#### Document text
________

A Tale of Two Systems - Intercooling System Overview - Air-to-Water vs. Air-to-Air Intercoolers

A Tale of Two Systems - Intercooling System Overview - Air-to-Water vs. Air-to-Air Intercoolers

Turbo and supercharging have been crucial in modern automotive performance. These induction add-ons help your small displacement 4-cylinder punch above its weight class or help your monstrous V8 achieve ludicrous speed. In any case, the process of forced induction heats your charged air, which is less than ideal for keeping your performance machine, well, performing. Intercooling systems have long been implemented to mitigate this issue, but as these systems evolve, things can get a little convoluted, which is why we're here! Let's dig in. 

To start, we need to understand the fundamentals of how a forced induction system works and why that leads to hot intake temps. Your turbo or supercharger is, in essence, an air compressor. The concept behind forced induction is to cram more air into your intake system than the ambient air pressure allows. Naturally aspirated engines are limited to the atmospheric pressure of the current environment, whereas adding a turbo or supercharger to the mix can increase the air pressure entering the intake system via compression, more commonly known as boost in the automotive world. This boost pressure provides a more oxygen-rich mixture in the cylinders that allows more fuel to be injected and promotes better combustion, which, in turn, gives your engine some more pep in its step. 

The trouble is compression causes this air to heat up, and the hotter charged air is less oxygen-rich and less dense than cooler air, producing a less efficient burn during the engine's power stroke. In addition, if the charge air becomes too hot, the ECU may also reduce the ignition timing advance, leading to less power. Luckily, intake air temperatures drop when you add an intercooler into the mix, and, in this day and age, there are two main methods of intercooling. 

Air-to-Air

Air-to-air intercooling is the simplest and most common method of cooling charge air. This method utilizes a heat exchanger mounted in between the turbo or supercharger, and uses ambient air to cool your engine's charged air. The intercooler in this system is mounted directly in the path of fresh air, typically at the front of the vehicle, or under an application-specific vent or scoop, like the WRX or Mazdaspeed3. The air-to-air intercooler typically has first dibs on the fresh air stream and employs a piping system to channel the charged air from the turbo through the intercooler and into the intake manifold. 

Intercooler system components

The upside to an air-to-air system is its simplicity. It's a tried-and-true system that's plenty effective at maintaining charge air temperatures on economy and performance vehicles alike. The simplicity of this system lends itself to the enthusiast community as well since it makes for a more straightforward upgrade. Most OEM intercoolers use tube-and-fin cores with restrictive piping that are good enough for daily driving but become a choke point for tuned and big turbo vehicles. With intercooler construction and design updates, along with larger intercooler piping, air-to-air systems are more than capable of handling high-horsepower vehicles. For more insight on intercooler construction and how it affects performance, make sure you head over to our in-depth intercooler selection guide: Drop Intake Temperatures. Drop Track Times. Drop Jaws. The Ultimate Guide for Intercooler Selection

Shown here is our performance bar-and-plate intercooler installed on our 2018 Kia Stinger GT. This intercooler utilizes the front-mount or FMIC layout which provides amble airflow for dissipating charged air heat.

________

#### Entries supplied
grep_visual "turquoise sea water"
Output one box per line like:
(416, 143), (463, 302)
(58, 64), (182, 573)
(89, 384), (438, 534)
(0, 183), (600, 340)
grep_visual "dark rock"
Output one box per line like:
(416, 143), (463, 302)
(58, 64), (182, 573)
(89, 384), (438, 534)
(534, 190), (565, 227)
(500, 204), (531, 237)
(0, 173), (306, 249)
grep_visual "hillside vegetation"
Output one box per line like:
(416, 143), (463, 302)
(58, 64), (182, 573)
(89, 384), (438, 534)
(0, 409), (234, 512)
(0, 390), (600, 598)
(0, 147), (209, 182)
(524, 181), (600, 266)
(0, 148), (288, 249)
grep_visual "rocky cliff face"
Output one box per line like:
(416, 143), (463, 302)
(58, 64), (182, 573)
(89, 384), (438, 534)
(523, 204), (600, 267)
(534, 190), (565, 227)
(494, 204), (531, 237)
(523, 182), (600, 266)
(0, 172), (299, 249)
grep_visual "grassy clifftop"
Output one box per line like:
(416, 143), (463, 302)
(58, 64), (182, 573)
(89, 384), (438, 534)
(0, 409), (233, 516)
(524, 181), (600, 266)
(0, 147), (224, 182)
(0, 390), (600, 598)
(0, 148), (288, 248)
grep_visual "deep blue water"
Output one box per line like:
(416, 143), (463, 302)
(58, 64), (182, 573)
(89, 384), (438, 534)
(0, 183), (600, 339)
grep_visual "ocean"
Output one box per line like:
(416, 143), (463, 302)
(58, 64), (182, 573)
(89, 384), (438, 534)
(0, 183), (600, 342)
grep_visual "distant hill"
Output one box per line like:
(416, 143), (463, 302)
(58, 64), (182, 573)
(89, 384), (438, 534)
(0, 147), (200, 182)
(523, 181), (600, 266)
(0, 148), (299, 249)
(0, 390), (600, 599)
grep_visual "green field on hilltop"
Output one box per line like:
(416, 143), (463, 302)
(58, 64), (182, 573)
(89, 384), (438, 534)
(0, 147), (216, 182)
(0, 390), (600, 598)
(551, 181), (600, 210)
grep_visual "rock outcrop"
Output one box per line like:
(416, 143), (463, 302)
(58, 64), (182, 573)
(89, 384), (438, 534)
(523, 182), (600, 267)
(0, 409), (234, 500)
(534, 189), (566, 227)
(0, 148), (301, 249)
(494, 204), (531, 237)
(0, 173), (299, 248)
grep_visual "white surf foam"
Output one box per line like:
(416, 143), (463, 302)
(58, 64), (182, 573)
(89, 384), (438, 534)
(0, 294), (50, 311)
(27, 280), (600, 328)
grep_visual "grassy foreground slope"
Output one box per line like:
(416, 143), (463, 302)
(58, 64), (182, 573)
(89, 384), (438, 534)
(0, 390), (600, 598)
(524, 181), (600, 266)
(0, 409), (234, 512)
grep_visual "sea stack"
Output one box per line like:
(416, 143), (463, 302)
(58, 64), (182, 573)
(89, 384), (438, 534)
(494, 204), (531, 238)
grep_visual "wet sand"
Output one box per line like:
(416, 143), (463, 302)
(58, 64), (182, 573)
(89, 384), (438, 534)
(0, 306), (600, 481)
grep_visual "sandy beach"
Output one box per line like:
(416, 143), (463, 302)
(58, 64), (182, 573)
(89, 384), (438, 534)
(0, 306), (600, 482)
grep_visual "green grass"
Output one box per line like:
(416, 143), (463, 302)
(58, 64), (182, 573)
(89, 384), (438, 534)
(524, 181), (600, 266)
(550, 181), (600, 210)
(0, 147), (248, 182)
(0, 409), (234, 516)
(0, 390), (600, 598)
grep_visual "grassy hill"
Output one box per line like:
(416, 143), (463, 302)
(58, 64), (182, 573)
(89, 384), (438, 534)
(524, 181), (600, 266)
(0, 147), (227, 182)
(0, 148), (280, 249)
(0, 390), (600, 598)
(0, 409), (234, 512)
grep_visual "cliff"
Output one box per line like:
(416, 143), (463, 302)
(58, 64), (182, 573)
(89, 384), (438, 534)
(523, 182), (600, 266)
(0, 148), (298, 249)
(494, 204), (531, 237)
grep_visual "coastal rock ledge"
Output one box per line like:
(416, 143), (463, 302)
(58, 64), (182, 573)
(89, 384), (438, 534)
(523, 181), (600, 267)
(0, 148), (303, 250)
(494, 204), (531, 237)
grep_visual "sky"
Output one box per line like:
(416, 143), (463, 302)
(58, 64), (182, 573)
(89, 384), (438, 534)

________

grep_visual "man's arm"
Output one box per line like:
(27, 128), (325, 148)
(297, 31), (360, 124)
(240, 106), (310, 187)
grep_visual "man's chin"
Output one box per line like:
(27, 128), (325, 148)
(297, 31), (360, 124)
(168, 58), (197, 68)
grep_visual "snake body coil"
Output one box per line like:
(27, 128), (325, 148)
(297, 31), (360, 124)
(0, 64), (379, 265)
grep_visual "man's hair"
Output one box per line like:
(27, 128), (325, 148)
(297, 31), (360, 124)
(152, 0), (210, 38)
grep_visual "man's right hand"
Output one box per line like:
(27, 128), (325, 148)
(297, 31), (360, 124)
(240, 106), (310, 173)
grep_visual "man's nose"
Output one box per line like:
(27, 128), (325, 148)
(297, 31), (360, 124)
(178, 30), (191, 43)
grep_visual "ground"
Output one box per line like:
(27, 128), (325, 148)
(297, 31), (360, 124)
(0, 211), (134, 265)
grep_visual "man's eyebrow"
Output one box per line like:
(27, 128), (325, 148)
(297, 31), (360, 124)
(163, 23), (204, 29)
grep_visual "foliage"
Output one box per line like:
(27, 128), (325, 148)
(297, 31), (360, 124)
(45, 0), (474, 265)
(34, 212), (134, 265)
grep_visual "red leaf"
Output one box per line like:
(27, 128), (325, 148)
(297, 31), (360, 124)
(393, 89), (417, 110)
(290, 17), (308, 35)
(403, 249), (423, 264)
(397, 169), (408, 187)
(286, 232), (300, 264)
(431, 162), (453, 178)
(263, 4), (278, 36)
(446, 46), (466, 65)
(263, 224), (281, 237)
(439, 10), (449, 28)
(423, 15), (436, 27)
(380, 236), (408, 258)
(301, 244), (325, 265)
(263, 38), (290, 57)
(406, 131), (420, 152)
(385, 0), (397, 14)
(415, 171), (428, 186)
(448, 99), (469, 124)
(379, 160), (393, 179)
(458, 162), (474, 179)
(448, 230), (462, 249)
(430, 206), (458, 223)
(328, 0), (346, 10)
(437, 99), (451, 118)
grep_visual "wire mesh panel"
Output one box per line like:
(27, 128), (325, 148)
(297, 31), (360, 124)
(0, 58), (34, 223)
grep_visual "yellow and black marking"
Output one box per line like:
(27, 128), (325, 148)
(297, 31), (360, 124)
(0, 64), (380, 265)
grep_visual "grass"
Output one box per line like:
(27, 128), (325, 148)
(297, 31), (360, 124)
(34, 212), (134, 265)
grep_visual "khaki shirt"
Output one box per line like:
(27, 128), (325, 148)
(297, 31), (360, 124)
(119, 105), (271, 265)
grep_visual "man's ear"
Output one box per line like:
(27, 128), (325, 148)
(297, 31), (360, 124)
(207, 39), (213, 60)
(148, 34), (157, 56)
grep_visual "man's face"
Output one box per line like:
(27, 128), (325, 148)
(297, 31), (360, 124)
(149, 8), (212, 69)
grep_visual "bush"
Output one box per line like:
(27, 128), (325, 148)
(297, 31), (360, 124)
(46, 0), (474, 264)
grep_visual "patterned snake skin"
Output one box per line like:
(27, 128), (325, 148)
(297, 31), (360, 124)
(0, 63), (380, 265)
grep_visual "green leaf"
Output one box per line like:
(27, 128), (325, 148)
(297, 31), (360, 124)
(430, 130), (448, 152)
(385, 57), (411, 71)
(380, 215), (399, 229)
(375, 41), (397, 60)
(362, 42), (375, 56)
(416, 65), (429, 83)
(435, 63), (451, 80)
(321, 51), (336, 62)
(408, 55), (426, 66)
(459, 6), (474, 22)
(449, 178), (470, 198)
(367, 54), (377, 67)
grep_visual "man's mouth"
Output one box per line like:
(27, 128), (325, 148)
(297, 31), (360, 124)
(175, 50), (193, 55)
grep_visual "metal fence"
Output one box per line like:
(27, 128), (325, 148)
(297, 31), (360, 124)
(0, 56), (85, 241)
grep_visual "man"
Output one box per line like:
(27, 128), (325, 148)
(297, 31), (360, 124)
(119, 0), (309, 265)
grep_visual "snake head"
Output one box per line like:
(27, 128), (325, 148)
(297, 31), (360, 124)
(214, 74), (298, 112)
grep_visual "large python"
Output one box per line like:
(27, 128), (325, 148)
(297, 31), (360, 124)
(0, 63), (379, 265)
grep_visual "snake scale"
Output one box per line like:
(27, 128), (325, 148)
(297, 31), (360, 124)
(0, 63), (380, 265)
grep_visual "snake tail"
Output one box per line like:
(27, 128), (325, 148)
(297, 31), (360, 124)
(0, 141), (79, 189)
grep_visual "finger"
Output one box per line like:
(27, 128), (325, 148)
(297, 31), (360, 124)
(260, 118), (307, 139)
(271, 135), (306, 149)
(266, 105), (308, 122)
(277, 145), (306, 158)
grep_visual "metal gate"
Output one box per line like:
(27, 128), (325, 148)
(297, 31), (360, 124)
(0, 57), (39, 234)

________

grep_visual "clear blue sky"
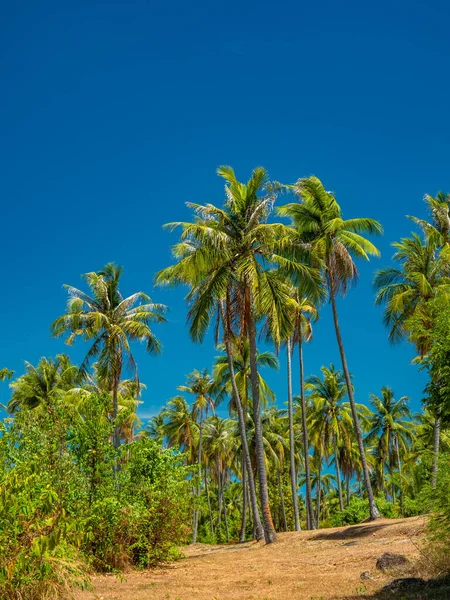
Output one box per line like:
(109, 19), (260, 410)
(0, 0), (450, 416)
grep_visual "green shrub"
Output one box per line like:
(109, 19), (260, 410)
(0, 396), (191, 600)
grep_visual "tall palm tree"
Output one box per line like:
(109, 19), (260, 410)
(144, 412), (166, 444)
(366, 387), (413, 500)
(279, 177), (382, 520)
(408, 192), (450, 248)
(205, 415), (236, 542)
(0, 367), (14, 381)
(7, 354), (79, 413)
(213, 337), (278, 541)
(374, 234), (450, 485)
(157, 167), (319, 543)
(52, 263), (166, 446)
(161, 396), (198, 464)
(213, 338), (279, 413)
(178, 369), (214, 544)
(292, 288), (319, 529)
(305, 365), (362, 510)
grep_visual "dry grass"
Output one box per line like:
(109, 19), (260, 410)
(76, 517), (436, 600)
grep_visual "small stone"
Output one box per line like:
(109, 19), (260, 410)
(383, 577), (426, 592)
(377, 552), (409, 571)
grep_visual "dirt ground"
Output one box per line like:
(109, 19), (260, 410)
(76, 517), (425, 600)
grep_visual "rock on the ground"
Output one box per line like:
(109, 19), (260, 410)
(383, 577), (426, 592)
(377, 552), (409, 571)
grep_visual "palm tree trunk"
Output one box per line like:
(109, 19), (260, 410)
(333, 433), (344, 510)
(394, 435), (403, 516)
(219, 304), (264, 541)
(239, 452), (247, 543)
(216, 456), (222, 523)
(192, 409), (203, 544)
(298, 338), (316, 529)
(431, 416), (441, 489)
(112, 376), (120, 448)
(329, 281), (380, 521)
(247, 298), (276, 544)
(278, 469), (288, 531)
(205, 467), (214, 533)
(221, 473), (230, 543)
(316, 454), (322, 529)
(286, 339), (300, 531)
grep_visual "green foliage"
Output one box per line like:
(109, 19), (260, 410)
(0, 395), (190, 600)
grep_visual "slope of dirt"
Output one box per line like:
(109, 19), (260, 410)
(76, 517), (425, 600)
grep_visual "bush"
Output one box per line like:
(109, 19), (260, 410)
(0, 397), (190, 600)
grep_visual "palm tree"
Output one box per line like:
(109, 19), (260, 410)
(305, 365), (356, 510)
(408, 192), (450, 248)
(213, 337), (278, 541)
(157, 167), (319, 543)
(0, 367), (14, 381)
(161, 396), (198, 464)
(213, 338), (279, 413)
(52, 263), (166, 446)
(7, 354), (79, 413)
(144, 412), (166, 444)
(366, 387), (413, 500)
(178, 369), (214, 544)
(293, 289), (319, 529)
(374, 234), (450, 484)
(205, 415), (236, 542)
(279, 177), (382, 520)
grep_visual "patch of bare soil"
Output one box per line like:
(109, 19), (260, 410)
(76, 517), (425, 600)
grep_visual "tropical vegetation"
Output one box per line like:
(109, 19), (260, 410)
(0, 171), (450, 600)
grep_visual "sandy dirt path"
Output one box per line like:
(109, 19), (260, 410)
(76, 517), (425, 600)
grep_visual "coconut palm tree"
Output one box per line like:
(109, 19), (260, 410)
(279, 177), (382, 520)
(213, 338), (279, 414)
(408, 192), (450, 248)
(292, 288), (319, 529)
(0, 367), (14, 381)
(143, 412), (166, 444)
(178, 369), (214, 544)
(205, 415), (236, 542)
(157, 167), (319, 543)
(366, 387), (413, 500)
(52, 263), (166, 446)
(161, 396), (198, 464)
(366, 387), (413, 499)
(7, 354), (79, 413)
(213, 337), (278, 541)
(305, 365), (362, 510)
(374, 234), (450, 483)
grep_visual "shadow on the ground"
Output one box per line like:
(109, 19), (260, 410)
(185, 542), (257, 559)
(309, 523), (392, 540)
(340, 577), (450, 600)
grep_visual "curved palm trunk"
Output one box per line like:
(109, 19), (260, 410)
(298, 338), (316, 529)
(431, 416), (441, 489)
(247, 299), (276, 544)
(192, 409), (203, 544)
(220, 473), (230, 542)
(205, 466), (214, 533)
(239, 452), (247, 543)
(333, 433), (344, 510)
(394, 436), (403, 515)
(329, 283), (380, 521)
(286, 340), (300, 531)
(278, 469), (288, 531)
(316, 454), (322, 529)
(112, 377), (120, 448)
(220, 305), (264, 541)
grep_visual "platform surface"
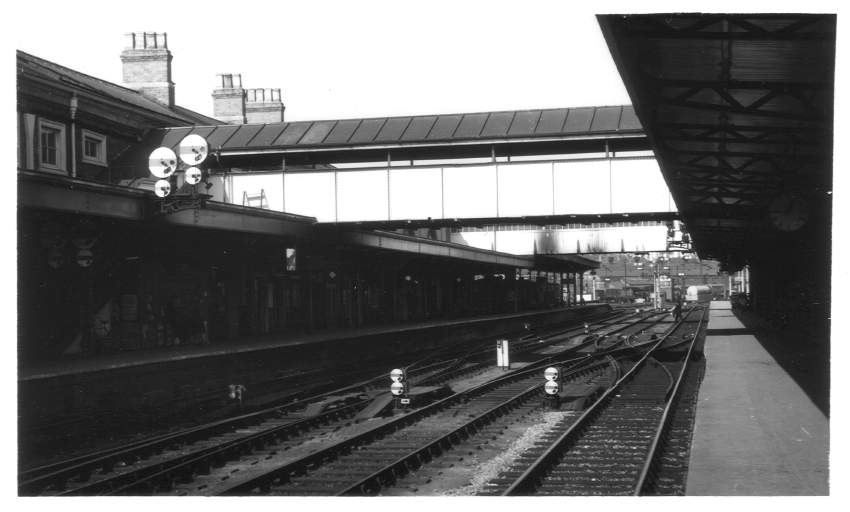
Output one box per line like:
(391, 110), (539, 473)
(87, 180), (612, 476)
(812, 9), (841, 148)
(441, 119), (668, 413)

________

#### Exercise instructions
A - In the intercooler article, what is the more common automotive term for the increased air pressure that compression produces?
B - Rewrite the passage of the intercooler article starting at "To start, we" and ending at "in its step.", changing "air compressor" to "air pump".
The items are not needed for anything that follows.

#### Solutions for each task
A - Boost.

B -
To start, we need to understand the fundamentals of how a forced induction system works and why that leads to hot intake temps. Your turbo or supercharger is, in essence, an air pump. The concept behind forced induction is to cram more air into your intake system than the ambient air pressure allows. Naturally aspirated engines are limited to the atmospheric pressure of the current environment, whereas adding a turbo or supercharger to the mix can increase the air pressure entering the intake system via compression, more commonly known as boost in the automotive world. This boost pressure provides a more oxygen-rich mixture in the cylinders that allows more fuel to be injected and promotes better combustion, which, in turn, gives your engine some more pep in its step.